What the task requires:
Lines from the one containing "For each instance of the brown hair" through the last line of the data are to be repeated word for word, both ends included.
☆ ☆ ☆ ☆
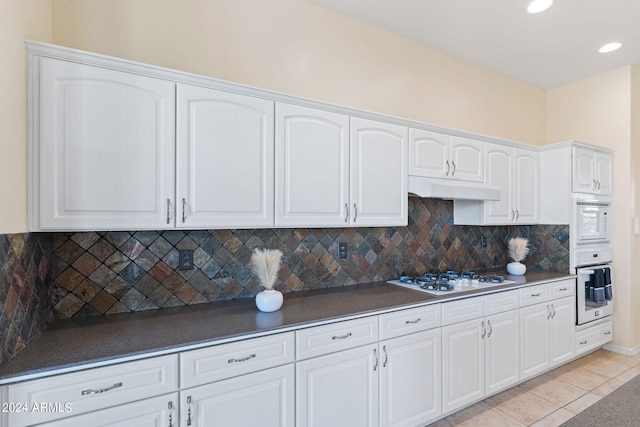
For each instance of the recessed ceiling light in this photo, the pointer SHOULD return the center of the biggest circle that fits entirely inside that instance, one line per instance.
(537, 6)
(610, 47)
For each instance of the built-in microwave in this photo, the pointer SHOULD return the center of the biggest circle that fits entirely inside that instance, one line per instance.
(593, 221)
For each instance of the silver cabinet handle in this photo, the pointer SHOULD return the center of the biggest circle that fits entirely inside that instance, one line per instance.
(386, 356)
(100, 390)
(341, 337)
(243, 359)
(170, 414)
(189, 410)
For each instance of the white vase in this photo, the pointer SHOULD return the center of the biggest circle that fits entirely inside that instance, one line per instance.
(516, 268)
(269, 300)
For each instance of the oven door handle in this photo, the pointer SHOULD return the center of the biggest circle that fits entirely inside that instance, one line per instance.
(585, 272)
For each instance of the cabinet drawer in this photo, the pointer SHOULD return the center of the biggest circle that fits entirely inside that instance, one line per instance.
(594, 337)
(95, 389)
(459, 311)
(229, 360)
(563, 288)
(501, 302)
(408, 321)
(157, 411)
(533, 295)
(321, 340)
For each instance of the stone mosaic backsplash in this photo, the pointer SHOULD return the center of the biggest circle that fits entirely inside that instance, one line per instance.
(24, 290)
(113, 272)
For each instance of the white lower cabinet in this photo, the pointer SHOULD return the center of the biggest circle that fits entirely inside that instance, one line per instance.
(479, 357)
(263, 398)
(161, 411)
(410, 378)
(547, 331)
(338, 389)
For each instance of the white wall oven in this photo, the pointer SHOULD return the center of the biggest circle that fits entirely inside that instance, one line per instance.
(592, 221)
(596, 285)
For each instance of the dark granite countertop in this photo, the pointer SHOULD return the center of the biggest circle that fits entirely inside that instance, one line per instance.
(87, 342)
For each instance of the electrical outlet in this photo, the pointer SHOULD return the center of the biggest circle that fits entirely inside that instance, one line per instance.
(186, 260)
(342, 250)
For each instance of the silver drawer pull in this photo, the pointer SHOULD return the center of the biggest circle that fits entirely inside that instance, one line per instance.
(341, 337)
(100, 390)
(244, 359)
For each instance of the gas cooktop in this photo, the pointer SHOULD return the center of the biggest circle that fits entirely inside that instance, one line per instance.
(450, 282)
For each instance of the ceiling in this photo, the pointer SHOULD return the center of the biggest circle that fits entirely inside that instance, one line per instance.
(546, 50)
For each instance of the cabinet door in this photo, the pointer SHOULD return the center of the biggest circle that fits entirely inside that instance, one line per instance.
(562, 330)
(312, 167)
(224, 159)
(410, 379)
(378, 174)
(534, 340)
(583, 170)
(339, 389)
(429, 154)
(105, 154)
(156, 412)
(499, 173)
(604, 173)
(264, 398)
(467, 160)
(502, 353)
(462, 364)
(525, 192)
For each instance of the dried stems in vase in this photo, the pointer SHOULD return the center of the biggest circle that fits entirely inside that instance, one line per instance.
(518, 248)
(265, 263)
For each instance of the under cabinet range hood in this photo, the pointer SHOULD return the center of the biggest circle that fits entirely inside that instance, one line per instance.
(445, 189)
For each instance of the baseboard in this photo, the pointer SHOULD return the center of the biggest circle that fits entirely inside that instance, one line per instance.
(622, 350)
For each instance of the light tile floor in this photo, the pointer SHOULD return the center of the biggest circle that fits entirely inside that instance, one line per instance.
(552, 398)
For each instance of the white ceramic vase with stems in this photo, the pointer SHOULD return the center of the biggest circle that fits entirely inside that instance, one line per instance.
(518, 250)
(265, 263)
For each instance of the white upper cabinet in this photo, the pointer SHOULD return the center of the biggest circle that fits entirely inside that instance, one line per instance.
(102, 149)
(336, 171)
(378, 172)
(225, 149)
(442, 156)
(592, 171)
(515, 172)
(312, 167)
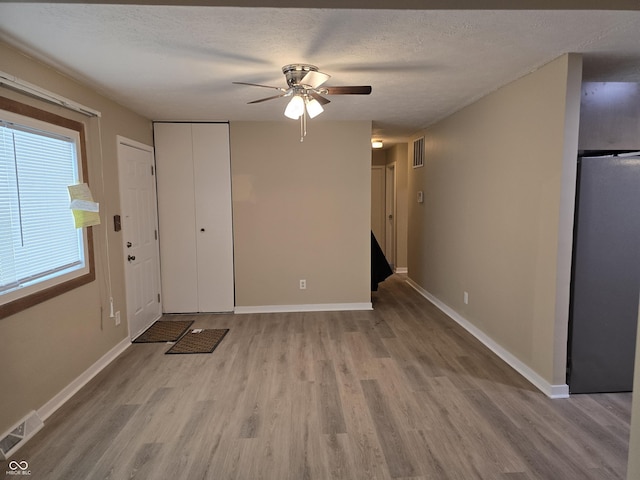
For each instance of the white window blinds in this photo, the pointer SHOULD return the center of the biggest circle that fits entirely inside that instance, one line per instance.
(38, 239)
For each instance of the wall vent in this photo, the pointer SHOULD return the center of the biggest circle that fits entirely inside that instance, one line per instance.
(17, 436)
(418, 153)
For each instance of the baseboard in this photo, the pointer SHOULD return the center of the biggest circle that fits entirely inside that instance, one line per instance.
(318, 307)
(551, 391)
(56, 402)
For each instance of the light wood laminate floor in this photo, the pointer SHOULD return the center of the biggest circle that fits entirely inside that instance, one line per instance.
(398, 392)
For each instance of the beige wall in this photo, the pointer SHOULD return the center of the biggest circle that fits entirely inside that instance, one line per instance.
(496, 222)
(301, 210)
(633, 470)
(51, 344)
(610, 116)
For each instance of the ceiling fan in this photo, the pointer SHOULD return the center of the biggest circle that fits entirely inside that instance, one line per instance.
(306, 92)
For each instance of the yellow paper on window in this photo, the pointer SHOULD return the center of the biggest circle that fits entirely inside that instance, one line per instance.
(85, 210)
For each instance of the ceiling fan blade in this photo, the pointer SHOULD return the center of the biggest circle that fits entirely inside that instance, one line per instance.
(361, 90)
(258, 85)
(268, 98)
(321, 100)
(314, 79)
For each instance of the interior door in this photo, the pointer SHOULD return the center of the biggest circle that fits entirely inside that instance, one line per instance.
(377, 205)
(213, 213)
(139, 234)
(390, 220)
(606, 278)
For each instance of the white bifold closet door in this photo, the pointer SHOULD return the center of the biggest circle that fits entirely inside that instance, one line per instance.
(193, 171)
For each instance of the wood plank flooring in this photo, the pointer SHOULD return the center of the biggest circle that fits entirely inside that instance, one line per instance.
(401, 392)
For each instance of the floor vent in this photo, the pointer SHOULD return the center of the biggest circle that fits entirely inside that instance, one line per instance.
(16, 437)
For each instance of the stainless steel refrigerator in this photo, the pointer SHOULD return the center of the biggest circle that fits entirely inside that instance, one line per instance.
(606, 275)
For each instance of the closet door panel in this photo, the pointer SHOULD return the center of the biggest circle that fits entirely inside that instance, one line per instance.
(214, 236)
(176, 217)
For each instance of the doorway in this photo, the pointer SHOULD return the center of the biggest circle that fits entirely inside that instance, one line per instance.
(390, 212)
(139, 234)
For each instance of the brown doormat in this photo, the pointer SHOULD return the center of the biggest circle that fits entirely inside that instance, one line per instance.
(164, 331)
(199, 341)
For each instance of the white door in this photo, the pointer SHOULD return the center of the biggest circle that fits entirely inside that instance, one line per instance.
(139, 234)
(194, 207)
(214, 235)
(377, 205)
(390, 208)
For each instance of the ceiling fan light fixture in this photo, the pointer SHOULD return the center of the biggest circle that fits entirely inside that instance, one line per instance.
(313, 107)
(295, 108)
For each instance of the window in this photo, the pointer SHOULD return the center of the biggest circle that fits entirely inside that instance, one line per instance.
(42, 254)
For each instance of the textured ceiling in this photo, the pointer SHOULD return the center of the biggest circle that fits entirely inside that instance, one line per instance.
(178, 62)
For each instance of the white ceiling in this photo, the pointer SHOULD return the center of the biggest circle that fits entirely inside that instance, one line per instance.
(178, 62)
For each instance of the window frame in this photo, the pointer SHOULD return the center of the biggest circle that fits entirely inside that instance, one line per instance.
(48, 292)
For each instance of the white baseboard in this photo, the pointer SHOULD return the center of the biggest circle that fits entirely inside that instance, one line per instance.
(551, 391)
(56, 402)
(318, 307)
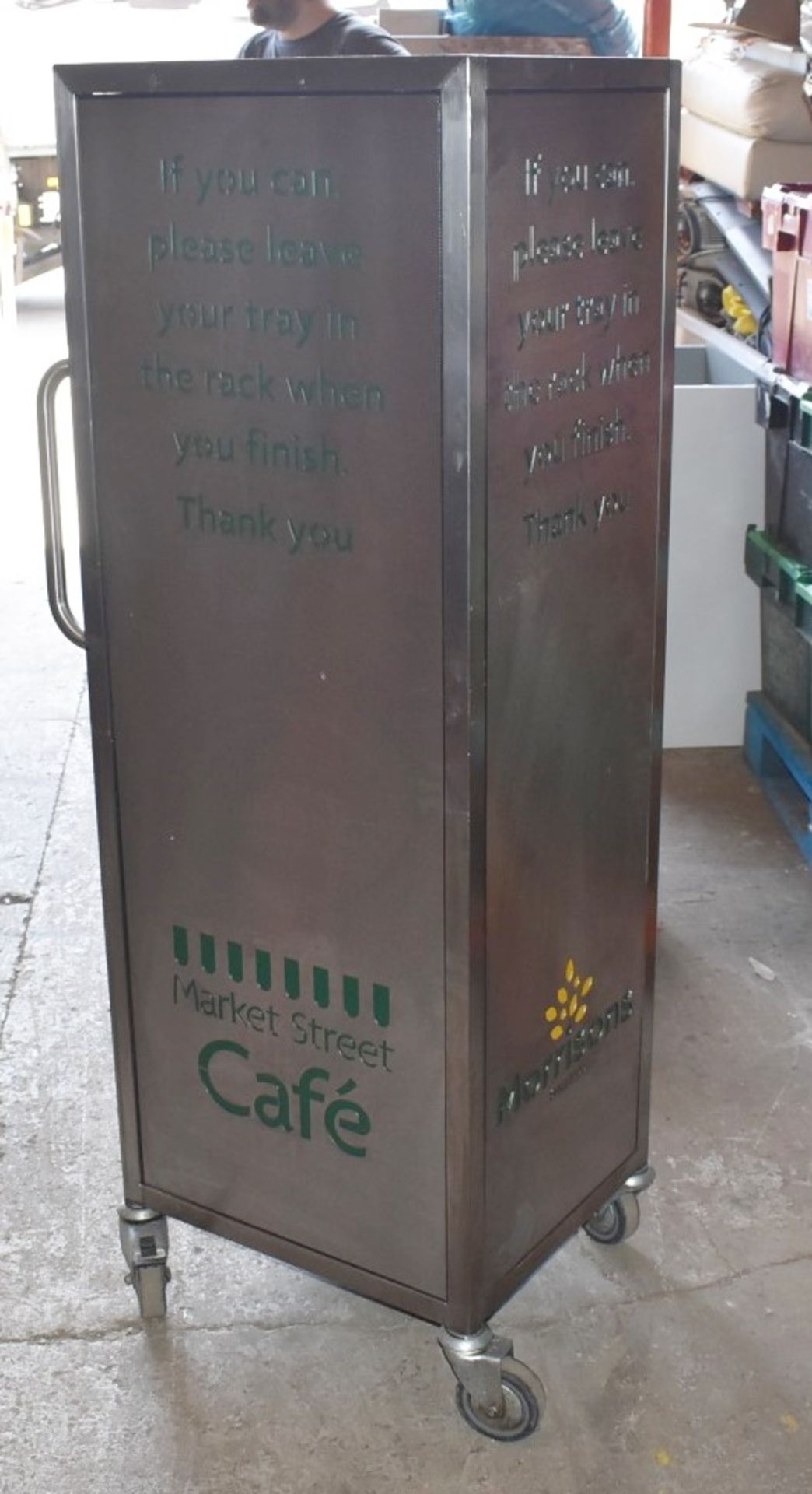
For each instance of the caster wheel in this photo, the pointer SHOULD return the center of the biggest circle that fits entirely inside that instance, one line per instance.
(149, 1282)
(617, 1221)
(521, 1408)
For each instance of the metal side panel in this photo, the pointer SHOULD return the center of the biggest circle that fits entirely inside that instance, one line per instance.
(261, 280)
(576, 209)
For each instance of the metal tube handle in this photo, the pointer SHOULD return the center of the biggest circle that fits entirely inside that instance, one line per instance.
(51, 510)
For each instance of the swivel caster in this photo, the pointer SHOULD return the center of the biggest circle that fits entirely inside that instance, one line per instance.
(496, 1396)
(145, 1243)
(620, 1218)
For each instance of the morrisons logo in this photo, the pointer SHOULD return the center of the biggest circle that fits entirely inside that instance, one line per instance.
(576, 1033)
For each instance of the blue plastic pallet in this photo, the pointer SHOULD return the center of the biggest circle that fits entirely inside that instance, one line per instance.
(782, 763)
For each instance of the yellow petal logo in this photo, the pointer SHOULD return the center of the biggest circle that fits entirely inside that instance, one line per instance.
(571, 1003)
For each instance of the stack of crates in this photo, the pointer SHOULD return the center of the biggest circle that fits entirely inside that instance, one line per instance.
(778, 558)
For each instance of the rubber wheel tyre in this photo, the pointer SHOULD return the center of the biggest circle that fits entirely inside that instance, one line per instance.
(617, 1221)
(523, 1408)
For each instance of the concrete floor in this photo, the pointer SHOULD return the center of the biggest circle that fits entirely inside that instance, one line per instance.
(675, 1364)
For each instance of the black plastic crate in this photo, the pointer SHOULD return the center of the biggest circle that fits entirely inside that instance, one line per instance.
(786, 662)
(789, 465)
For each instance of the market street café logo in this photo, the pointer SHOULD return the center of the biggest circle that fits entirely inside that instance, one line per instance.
(576, 1031)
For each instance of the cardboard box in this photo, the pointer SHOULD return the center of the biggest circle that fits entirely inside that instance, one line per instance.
(776, 19)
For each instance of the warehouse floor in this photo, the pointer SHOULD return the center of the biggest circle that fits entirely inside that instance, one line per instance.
(675, 1364)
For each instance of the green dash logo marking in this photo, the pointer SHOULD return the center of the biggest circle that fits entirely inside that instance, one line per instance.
(327, 990)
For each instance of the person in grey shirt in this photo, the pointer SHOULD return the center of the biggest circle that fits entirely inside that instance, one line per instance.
(315, 29)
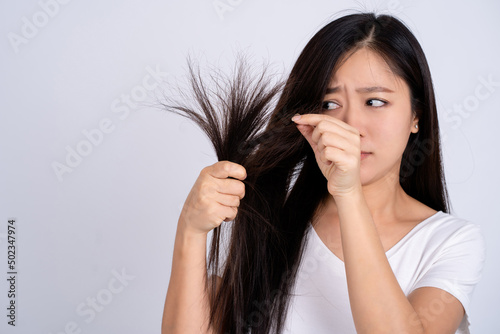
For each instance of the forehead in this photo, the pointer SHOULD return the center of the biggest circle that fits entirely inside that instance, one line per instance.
(366, 68)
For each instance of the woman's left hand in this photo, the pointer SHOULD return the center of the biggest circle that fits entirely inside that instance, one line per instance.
(336, 146)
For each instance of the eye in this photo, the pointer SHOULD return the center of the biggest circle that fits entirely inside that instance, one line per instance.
(330, 105)
(375, 103)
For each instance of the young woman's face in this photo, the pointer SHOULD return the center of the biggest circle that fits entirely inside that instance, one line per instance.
(367, 95)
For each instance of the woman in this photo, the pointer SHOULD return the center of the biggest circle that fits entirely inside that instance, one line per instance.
(338, 220)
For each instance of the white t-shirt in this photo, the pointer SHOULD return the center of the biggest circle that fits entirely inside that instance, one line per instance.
(442, 251)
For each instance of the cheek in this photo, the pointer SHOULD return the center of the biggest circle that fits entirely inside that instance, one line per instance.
(391, 135)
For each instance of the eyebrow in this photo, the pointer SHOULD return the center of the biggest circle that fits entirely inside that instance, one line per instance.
(332, 90)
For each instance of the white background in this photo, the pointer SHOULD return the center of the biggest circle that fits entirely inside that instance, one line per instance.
(117, 210)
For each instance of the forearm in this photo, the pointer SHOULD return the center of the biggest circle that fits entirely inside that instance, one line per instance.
(378, 304)
(186, 305)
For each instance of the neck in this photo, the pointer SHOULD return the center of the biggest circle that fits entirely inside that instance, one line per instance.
(384, 198)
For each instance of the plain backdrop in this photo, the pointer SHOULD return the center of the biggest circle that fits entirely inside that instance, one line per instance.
(96, 178)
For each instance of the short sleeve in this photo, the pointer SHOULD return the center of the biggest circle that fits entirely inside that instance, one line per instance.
(226, 228)
(457, 267)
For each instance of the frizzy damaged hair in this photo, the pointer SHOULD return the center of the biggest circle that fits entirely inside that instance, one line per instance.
(248, 120)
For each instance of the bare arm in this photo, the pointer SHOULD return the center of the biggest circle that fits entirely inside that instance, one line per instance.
(186, 305)
(213, 199)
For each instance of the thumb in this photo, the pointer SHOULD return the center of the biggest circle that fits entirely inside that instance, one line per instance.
(307, 131)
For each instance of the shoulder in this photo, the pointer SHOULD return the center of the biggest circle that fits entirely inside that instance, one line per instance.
(446, 227)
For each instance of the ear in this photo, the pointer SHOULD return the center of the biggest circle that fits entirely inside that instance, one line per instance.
(414, 125)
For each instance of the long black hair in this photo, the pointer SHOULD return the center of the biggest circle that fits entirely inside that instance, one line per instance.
(247, 119)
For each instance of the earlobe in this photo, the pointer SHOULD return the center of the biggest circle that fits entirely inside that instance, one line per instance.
(414, 128)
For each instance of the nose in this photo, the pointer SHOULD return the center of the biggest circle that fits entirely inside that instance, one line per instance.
(352, 116)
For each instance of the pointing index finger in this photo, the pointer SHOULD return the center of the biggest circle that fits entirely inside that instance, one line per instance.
(314, 119)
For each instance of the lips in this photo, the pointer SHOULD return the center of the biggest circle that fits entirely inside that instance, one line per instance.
(365, 155)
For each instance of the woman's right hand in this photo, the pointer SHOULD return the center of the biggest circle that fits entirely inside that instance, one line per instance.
(214, 197)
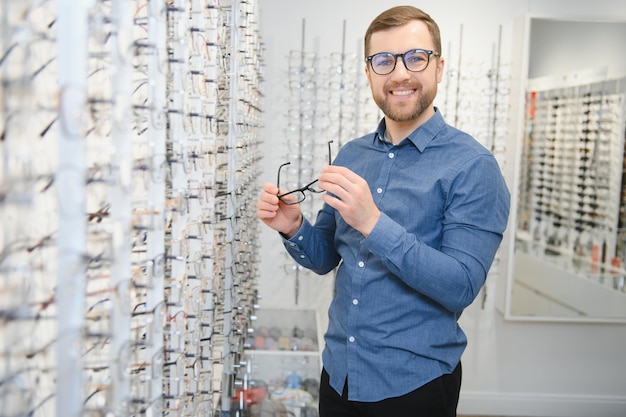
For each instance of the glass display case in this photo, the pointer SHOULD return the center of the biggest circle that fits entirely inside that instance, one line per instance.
(283, 363)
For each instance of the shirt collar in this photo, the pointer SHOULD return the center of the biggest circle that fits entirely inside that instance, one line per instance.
(421, 136)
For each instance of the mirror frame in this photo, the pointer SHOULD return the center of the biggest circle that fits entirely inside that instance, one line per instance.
(520, 48)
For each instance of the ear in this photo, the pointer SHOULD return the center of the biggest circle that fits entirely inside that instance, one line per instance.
(440, 65)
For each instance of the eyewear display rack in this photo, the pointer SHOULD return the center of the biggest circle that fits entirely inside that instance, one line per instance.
(571, 192)
(128, 166)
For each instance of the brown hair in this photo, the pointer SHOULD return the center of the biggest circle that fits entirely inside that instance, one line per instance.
(398, 16)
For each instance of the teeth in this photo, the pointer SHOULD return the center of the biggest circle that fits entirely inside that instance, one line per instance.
(402, 92)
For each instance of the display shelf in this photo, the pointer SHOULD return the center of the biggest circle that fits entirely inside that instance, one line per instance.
(284, 358)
☆ ☆ ☆ ☆
Task result:
For each instance of the brown hair in this photo, the pointer SHOULD return the center of the biggest circle that fits entirely inside that instance, one line per instance.
(398, 16)
For each instance of the teeth in this photo, the pointer SHOULD return the center of the biggest circle that fits entirely inside that instance, one line per instance.
(402, 92)
For each instance of the display shelf in this photo, the pointer SHOULD return the center of the biggest circle that fits entirely inside that instance, one line per instance.
(284, 358)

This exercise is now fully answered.